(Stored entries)
====================

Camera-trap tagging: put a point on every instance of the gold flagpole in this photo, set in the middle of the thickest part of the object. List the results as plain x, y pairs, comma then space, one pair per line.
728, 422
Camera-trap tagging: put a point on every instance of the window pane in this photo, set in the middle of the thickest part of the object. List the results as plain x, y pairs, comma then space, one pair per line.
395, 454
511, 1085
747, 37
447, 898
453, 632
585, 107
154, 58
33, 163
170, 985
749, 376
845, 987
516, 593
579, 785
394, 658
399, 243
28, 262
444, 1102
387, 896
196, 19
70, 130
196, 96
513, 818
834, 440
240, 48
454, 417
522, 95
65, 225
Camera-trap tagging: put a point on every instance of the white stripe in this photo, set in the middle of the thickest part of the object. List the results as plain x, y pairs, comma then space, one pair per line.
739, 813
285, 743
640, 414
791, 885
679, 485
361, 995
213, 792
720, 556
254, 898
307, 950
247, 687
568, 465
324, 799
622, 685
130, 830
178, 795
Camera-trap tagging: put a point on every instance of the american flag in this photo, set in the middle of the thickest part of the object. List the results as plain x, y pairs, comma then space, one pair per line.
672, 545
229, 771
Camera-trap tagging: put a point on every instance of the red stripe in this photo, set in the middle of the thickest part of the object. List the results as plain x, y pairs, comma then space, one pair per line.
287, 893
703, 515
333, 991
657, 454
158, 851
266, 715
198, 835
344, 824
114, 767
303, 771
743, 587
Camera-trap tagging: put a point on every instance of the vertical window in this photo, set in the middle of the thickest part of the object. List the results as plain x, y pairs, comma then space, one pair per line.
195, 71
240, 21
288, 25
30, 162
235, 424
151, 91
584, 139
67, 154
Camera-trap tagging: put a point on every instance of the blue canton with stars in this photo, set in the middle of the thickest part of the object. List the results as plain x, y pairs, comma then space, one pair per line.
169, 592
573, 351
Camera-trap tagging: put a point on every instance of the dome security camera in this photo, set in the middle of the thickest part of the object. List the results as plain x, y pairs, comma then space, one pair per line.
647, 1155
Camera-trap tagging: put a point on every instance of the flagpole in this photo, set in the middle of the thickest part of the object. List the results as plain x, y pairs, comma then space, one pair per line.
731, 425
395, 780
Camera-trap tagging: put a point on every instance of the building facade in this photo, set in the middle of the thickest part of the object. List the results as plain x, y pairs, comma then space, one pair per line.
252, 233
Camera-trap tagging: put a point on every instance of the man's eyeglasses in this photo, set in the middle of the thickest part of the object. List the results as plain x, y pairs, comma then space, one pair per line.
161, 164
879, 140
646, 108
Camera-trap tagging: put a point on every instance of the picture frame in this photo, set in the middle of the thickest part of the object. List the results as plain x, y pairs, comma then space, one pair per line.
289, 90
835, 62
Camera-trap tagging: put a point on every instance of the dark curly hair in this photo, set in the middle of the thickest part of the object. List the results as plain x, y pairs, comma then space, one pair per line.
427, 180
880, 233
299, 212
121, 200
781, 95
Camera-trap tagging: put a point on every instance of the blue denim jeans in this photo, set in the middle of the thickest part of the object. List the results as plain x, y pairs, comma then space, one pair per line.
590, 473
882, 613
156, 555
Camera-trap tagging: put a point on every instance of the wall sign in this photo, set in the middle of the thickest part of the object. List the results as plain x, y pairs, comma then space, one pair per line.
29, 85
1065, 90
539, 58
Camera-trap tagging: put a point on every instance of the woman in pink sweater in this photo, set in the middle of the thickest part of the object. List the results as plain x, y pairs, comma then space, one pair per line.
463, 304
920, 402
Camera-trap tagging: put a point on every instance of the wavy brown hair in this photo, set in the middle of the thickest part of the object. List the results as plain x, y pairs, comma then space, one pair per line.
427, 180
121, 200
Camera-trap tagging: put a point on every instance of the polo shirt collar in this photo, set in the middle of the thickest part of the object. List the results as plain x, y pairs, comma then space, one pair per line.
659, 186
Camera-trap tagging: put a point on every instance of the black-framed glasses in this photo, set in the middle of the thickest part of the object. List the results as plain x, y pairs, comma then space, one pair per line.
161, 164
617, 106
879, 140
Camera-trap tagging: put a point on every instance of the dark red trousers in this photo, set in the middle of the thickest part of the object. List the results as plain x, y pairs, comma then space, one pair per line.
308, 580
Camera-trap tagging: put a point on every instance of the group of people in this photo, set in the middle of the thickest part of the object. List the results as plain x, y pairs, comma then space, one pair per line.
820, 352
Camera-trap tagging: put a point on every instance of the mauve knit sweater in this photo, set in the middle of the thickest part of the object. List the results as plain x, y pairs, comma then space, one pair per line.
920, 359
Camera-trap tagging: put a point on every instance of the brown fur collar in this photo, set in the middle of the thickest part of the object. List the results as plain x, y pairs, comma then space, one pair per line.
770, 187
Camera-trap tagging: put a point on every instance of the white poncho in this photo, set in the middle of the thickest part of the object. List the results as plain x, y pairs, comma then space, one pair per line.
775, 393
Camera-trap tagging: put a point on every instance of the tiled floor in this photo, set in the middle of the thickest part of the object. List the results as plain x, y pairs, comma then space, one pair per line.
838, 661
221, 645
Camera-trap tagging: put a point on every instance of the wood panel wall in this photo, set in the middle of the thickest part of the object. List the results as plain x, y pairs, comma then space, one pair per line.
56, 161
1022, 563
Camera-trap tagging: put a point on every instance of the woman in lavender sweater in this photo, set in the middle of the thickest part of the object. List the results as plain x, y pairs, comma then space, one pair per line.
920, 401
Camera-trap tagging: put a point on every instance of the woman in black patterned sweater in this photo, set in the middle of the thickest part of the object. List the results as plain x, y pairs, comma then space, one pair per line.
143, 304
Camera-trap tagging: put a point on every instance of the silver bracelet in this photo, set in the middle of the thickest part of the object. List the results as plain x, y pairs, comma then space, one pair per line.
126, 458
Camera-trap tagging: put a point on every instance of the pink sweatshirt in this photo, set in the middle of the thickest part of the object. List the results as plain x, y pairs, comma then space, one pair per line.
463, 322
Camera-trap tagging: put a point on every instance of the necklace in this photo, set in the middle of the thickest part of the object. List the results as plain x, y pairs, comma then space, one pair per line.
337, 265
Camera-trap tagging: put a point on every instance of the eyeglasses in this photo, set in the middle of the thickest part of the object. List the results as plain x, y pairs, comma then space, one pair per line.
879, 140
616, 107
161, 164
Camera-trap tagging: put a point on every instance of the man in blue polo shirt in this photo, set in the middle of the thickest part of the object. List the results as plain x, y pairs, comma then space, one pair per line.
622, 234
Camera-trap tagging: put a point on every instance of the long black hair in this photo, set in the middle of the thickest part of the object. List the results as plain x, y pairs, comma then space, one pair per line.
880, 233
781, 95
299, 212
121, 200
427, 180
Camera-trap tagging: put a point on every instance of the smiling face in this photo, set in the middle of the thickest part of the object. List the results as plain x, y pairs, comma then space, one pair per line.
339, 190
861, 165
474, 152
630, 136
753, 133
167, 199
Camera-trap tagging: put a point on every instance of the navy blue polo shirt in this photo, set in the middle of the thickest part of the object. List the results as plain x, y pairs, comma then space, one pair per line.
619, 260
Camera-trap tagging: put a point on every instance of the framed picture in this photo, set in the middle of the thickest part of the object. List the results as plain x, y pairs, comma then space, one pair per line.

====================

▶ _Given instruction_: Quote the line that contains "Camera-trap tagging: put a point on every instance of the long" and each line after it through the end of the data, exactly, leaving out everything else.

▶ _The response_:
Camera-trap tagging: put a point on every instance of the long black hair in this photo, set in the middle of the thickest part of the object. List the results as plain x, y pairs, comma then space, one pair per line.
880, 233
781, 95
299, 212
121, 200
427, 180
Camera-trap tagging: put a point on every instance of the smiling face in this photo, set in the middle of the thickest part of the object. List the results as plain x, y pairs, comma then space, one pair per line.
339, 190
861, 165
474, 152
630, 136
753, 133
167, 199
Camera-trap tagging: put a point on every instance of the navy blue polo shirt in this photo, set in the middle of the thickest part of the object. List the results as plain x, y pairs, comma then space, one pair per line.
619, 260
Camera-trap tagging: put a point on every instance of the framed picture in this photo, set in the middle of the thickest part of the object. List the results as plain x, y pairs, comma then space, one pair per line.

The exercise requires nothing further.